• _Tasks to carry out_:
[A] Extract everything in the devotional text from "Take a moment" down to "tick loving others.".
[B] According to the devotional text, how do people who truly love spend each tick of the clock?
[C] Carry on the devotional text from its final sentence.
— Start Selected excerpt —
Greater love has no person than to put his or her life on hold and love another, love that person through sickness and difficulty and even death. The love is demonstrated with every tick, tick, tick of the clock. Every breath given is a breath that will never return. Yet, they choose to give this time.

Take a moment today and thank a caregiver. Thank the unseen. Thank the one laying down his life in quiet and humble ways. We all choose how we spend each tick of the clock. People who truly love spend each tick loving others.

1 Peter 2:13-17 Therefore submit yourselves to every ordinance of man for the Lord’s sake, whether to the king as supreme, or to governors, as to those who are sent by him for the punishment of evildoers and for the praise of those who do good. For this is the will of God, that by doing good you may put to silence the ignorance of foolish men— as free, yet not using liberty as a cloak for vice, but as bond servants of God. Honor all people. Love the brotherhood. Fear God. Honor the king.

Opinions flow freely these days. Politics, religion, societal norms, fashion, and the list goes on. Ask almost anyone and you’ll receive an opinion. Sometimes you don’t even have to ask to receive an opinion. Chances are great that the opinion received won’t be identical to your own.

I’m seldom alarmed about the opinion I hear. I simply consider the words and the delivery. These are speaking to the level of spiritual and emotional maturity of the speaker. When I hear hate, rejection, judgement, narrow thought, and an overriding confidence that the opinion is completely correct, I recall the words of Proverbs 21:2 – Every way of a person seems right in his own eyes (her own eyes), but the Lord weighs the heart. I consider what weight God might find in the opinion and I make note of how I might now witness, love, and give to this person. Opportunity is revealed.

I’m more concerned with how I react to the opinion I hear. How do I respond to hateful words, prideful remarks, and narrow thought? This speaks directly to what God will find as He weighs my heart. It speaks directly to my spiritual and emotional maturity. Do I have the maturity to hear an opinion completely different than my own and still love the person, even when I disagree with their words? Do I possess a strength of conviction to embrace this persons humanity even as they may reject mine? God weighs all hearts… not just those I disagree with.
— End Selected excerpt —
— Start Extracted information —
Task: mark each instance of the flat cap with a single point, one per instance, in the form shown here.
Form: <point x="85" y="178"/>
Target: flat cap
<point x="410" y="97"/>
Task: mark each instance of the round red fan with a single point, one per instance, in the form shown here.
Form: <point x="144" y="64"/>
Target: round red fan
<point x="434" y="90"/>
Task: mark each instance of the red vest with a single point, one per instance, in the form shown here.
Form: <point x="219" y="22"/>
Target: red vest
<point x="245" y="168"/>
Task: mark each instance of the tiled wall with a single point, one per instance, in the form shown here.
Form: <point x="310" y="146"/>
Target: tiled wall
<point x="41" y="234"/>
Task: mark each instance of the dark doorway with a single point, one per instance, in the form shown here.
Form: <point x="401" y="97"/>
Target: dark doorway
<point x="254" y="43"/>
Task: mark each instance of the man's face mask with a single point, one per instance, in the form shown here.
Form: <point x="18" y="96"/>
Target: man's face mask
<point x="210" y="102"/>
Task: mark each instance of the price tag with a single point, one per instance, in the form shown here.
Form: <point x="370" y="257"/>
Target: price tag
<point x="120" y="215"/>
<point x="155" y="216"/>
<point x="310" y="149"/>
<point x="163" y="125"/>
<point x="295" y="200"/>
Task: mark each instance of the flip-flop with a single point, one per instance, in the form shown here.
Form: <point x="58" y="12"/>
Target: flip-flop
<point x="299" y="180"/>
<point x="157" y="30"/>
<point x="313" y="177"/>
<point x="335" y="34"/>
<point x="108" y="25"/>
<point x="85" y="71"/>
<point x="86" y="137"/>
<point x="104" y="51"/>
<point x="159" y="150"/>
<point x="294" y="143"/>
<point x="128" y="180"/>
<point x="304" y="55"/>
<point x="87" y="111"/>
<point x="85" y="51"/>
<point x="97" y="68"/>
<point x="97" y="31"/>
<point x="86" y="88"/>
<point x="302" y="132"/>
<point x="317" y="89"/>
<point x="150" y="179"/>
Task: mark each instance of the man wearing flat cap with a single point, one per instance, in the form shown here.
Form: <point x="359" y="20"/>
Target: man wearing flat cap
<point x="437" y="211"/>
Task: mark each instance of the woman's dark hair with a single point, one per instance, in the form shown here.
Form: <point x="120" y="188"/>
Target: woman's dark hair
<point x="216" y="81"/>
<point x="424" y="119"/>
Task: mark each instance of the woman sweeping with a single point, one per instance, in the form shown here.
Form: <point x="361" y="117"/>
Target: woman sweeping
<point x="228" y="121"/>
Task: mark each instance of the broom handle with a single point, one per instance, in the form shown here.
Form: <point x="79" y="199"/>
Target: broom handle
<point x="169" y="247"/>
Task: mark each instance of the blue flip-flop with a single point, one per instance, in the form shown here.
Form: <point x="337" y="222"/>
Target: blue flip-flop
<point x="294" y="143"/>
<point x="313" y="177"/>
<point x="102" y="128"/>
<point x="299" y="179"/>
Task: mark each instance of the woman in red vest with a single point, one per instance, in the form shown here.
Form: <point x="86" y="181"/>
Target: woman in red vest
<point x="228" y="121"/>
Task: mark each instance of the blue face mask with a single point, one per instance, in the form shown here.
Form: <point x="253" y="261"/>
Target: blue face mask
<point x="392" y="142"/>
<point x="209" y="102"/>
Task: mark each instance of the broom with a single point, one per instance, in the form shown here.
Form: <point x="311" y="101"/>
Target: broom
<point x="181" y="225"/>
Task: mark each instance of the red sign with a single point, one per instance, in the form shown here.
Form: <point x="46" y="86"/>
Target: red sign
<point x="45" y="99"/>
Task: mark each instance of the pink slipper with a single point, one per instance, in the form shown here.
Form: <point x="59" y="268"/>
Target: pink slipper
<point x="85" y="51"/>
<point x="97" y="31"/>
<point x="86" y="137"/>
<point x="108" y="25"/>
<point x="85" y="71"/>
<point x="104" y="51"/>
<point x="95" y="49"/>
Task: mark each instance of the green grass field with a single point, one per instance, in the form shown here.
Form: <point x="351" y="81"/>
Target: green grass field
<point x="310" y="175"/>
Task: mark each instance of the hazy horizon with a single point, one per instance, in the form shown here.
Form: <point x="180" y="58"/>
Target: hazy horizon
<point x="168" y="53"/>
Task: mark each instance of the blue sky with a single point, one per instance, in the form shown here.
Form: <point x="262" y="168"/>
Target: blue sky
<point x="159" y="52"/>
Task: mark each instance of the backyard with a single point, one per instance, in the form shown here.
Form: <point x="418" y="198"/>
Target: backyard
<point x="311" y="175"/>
— End Extracted information —
• _Expected responses_:
[A]
Take a moment today and thank a caregiver. Thank the unseen. Thank the one laying down his life in quiet and humble ways. We all choose how we spend each tick of the clock. People who truly love spend each tick loving others.

[B] They spend each tick loving others.

[C]
In the end, people’s opinions speak to their spiritual and emotional maturity. How we respond speaks to ours. What will God find today, as He places your heart in His scale?

“Bad days” can open the window on unvoiced needs. Listen closely, value the window. Hear their true need.

Too often, we hear a loved one who is having a “bad day” or we are having a “bad day” and we write it off to just being tired, hungry, frustrated, etc. This time offers a wonderful window on the true needs of our loved ones or our own needs. More often than not, the words being said are from a place that is very tightly guarded on a “good day”. Be thankful for it – listen closely. It allows us to learn how we might better love that person.

High emotion may reveal true needs, wants, and desires. It may not be “out of character” at all. It may just be “out of the closet”. High emotion opens a door on needs that some are ashamed to express. It opens a view of self that some consider selfishness. It doesn’t just come out of nowhere… it comes from somewhere. Rather than being angry about it, value it for the breadcrumbs it provides to find the truth.

When a spouse expresses frustration, what is the truth in it? When a sibling expresses anger, what is the truth in it? When an employee expresses apathy, what is the truth in it? Rest assured, there is truth there. We can deny or we can look it in the eye.

This is not to say that people can’t say things they really don’t mean. The high emotion may lead to hurtful words that are over the top. Look for the emotion, the energy at the bottom… not the words on top. The energy will be loosely covered. This will be the truth.

We can choose to yell back, fight, demand our rights… and the wonderful window will close. Or we can choose to grab the glimpse while we can and, at a more opportune time, explore what we saw. It can lead to a whole new depth of understanding – of self or a loved one. Value the bad days and the windows they provide. 

John 13:34-35 A new commandment I give to you, that you love one another; as I have loved you, that you also love one another By this all will know that you are My disciples, if you have love for one another.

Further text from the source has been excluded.